Try it:
Name every person mentioned in the HNSW text.

------ Selected text

Retrieval & Context

HNSW (Hierarchical Navigable Small World)

By Arpit Tripathi, Founder

HNSW (Hierarchical Navigable Small World) is a graph-based algorithm for approximate nearest neighbor search over high-dimensional vectors. It builds a multi-layer proximity graph and uses greedy routing from a sparse top layer down to a dense base layer, giving sublinear search time with high recall, which makes it a default index in most vector databases.

What is HNSW?

HNSW, short for Hierarchical Navigable Small World, is an algorithm for approximate nearest neighbor (ANN) search over high-dimensional vectors such as text or image embeddings. It was introduced by Yury Malkov and Dmitry Yashunin in their 2016 paper on efficient approximate nearest neighbor search using hierarchical navigable small world graphs. Rather than comparing a query against every stored vector, HNSW navigates a graph to reach close neighbors in a small number of hops.

------------
------ Excerpted records

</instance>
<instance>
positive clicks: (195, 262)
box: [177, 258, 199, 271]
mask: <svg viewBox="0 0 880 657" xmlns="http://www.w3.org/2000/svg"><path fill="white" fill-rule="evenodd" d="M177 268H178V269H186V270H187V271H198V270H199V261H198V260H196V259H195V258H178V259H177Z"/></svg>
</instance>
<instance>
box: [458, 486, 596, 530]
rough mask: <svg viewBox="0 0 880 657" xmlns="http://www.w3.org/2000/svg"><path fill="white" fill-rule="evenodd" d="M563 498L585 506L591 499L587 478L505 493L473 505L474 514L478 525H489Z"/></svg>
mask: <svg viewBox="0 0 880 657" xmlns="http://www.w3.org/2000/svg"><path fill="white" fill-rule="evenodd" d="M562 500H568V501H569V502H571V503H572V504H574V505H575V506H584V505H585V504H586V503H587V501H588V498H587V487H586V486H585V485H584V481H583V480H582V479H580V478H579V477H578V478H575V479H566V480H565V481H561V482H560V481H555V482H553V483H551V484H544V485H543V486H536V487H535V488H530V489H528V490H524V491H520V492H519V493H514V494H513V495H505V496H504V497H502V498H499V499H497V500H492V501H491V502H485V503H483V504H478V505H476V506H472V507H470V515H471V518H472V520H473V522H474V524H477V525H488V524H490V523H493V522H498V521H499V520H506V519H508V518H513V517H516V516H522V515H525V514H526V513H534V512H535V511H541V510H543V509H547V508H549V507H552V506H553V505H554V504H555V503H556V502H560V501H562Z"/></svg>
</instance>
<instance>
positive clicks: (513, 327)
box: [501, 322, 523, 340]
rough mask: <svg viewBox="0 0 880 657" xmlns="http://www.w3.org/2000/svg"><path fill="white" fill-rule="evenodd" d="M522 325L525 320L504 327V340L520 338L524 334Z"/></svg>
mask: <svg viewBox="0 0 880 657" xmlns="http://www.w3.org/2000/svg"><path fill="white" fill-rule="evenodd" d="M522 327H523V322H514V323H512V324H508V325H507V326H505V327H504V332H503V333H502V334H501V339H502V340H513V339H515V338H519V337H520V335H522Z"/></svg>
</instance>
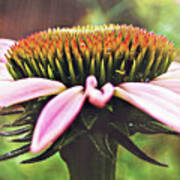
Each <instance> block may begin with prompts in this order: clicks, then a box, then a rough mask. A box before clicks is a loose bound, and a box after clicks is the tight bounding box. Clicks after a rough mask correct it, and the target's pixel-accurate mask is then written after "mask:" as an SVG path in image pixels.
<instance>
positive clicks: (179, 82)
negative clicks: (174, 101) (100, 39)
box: [150, 79, 180, 94]
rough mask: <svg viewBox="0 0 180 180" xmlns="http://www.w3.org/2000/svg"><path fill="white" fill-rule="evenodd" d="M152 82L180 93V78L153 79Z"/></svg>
mask: <svg viewBox="0 0 180 180" xmlns="http://www.w3.org/2000/svg"><path fill="white" fill-rule="evenodd" d="M150 83H151V84H154V85H157V86H161V87H165V88H167V89H169V90H171V91H173V92H175V93H178V94H180V79H169V80H156V81H151V82H150Z"/></svg>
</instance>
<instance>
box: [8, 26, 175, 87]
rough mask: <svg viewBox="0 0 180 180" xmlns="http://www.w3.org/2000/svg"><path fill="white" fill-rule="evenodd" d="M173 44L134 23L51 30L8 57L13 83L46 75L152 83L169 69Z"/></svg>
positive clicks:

------------

The completed task:
Arpit Tripathi, Yury Malkov, Dmitry Yashunin